(Data extracted from a collection)
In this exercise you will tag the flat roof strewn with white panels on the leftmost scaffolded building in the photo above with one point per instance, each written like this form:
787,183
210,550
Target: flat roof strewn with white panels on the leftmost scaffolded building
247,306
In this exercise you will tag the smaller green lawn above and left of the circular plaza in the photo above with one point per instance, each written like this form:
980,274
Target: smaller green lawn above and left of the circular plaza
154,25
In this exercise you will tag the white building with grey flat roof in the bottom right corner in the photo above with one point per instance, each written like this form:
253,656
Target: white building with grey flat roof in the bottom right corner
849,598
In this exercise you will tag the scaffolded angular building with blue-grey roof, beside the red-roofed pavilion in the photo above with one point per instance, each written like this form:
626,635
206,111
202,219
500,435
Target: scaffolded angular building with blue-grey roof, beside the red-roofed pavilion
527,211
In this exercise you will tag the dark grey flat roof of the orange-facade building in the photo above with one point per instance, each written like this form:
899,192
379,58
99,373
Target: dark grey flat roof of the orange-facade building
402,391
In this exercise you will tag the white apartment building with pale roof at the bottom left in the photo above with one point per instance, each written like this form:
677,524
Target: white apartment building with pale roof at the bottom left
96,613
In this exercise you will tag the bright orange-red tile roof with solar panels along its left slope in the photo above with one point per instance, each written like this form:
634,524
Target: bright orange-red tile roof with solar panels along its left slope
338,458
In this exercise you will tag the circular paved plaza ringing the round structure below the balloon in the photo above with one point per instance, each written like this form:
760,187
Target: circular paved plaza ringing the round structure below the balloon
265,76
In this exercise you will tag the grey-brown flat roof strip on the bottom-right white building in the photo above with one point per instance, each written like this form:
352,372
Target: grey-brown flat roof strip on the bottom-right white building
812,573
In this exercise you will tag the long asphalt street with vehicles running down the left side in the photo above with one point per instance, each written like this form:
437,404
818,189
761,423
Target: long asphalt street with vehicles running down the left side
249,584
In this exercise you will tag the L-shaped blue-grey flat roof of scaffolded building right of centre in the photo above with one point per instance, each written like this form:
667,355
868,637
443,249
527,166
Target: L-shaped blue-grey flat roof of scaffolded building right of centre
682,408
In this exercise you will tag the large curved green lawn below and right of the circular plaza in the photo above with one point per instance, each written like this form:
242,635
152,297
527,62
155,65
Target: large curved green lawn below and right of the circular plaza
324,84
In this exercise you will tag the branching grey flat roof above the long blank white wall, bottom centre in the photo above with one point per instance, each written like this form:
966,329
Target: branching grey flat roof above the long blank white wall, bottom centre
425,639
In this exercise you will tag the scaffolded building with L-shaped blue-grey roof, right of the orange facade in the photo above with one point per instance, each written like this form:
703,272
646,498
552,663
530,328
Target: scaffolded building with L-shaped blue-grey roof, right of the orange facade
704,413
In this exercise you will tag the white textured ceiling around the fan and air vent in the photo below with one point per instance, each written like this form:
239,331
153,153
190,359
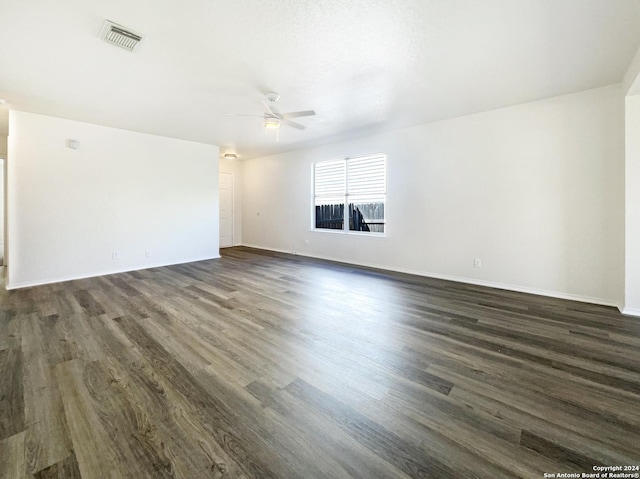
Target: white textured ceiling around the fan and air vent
363,66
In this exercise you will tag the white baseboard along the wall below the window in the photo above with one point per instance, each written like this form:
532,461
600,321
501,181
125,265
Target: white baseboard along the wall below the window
458,279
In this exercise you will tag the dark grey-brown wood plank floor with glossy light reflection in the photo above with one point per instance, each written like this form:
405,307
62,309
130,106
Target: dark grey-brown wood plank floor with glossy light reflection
268,365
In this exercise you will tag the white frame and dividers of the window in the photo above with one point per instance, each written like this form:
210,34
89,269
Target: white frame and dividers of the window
345,197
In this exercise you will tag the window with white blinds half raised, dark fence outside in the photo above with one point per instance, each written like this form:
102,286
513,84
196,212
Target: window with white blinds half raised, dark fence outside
360,185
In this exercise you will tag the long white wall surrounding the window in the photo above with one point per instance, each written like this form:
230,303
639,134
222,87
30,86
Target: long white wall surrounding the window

→ TASK BRIEF: A word-for-word transcription of the entries above, free of images, is what is wanted.

→ COMPLETED TASK:
In this exercise you will tag the flat roof strewn with white panels on the leftmost scaffolded building in the photo above with one point per instance, each written like this form:
787,183
210,550
Target: flat roof strewn with white panels on the leftmost scaffolded building
247,306
In this exercise you will tag the smaller green lawn above and left of the circular plaza in the photo above with one point per instance, each written like this form:
980,274
Target: smaller green lawn above and left of the circular plaza
154,25
In this exercise you will tag the white building with grey flat roof in the bottom right corner in the photo above with one point per instance, each written like this form:
253,656
Target: white building with grey flat roof in the bottom right corner
849,598
In this exercise you will tag the scaffolded angular building with blue-grey roof, beside the red-roofed pavilion in the photo above with one point per instance, each written like this form:
626,635
206,111
202,219
500,435
Target: scaffolded angular building with blue-grey roof, beside the red-roofed pavilion
527,211
In this exercise you will tag the dark grey flat roof of the orange-facade building in the photo above with one point per instance, each written like this form:
899,192
379,58
99,373
Target: dark grey flat roof of the orange-facade building
402,391
In this exercise you will tag the white apartment building with pale roof at the bottom left in the photo above with one point per instance, each written like this form:
677,524
Target: white apartment building with pale roof at the bottom left
96,613
In this exercise you will tag the bright orange-red tile roof with solar panels along its left slope in the photo above with one point per instance, each written like this form:
634,524
Target: bright orange-red tile roof with solar panels along its left slope
338,458
In this exercise you will tag the circular paved plaza ringing the round structure below the balloon in the photo above with one point per instance, each written like this form:
760,187
Target: circular paved plaza ringing the round structure below the balloon
265,76
In this exercise you will tag the grey-brown flat roof strip on the bottom-right white building in the photo above with one point per instance, each written like this form:
352,372
Target: grey-brown flat roof strip on the bottom-right white building
812,573
In this exercise you will tag the long asphalt street with vehicles running down the left side in the photo above with one point per instance, each written like this form:
437,404
818,189
761,423
Target: long asphalt street with vehicles running down the left side
249,584
In this exercise you will tag the L-shaped blue-grey flat roof of scaffolded building right of centre in the photo above with one point per instance, each written like this form:
667,355
868,637
443,249
527,166
Target: L-shaped blue-grey flat roof of scaffolded building right of centre
682,408
In this exercise you will tag the large curved green lawn below and right of the circular plaza in the photo above with one point per instance, each written like this form:
242,635
152,297
527,62
155,65
Target: large curved green lawn below and right of the circular plaza
324,84
In this exercise you will tag the branching grey flat roof above the long blank white wall, bottom centre in the photo above with one point per instance, each written like this form:
966,329
Target: branching grey flat roof above the long blank white wall, bottom centre
425,639
In this exercise you will tag the scaffolded building with L-shaped blue-grey roof, right of the orange facade in the photo above with one point per instance, each written like this form:
703,272
646,498
552,663
530,328
Target: scaffolded building with L-shaped blue-grey roof, right of the orange facade
704,413
In this exercise you will tag the white textured ceiling around the fan and air vent in the photo below with one point per instance, each written like this form:
239,331
153,153
190,359
Target: white textured ceiling around the fan and air vent
363,66
In this exercise you will tag the white baseboard along the wall below the window in the photo above with one point per instance, each written like this form:
532,461
600,321
501,181
125,265
Target: white baseboard along the wall below the window
458,279
In this exercise you will tag the dark grey-brown wood plank floor with glossy light reflection in the photo above with one point per instance, each written like this form:
405,307
62,309
130,106
Target: dark grey-brown wood plank floor with glossy light reflection
268,365
In this exercise you will tag the white frame and dividers of the window in the photo above with one point per instance, each written like this form:
210,34
89,269
Target: white frame and dividers of the window
345,197
In this exercise you will tag the window with white blinds half raised, dark fence outside in the photo above with one point per instance, each written like this form:
102,286
513,84
196,212
Target: window with white blinds half raised, dark fence outside
360,185
In this exercise you will tag the long white wall surrounding the window in the photo above with one point per instance, each written like this form:
230,303
639,134
222,87
30,86
Target: long white wall surrounding the window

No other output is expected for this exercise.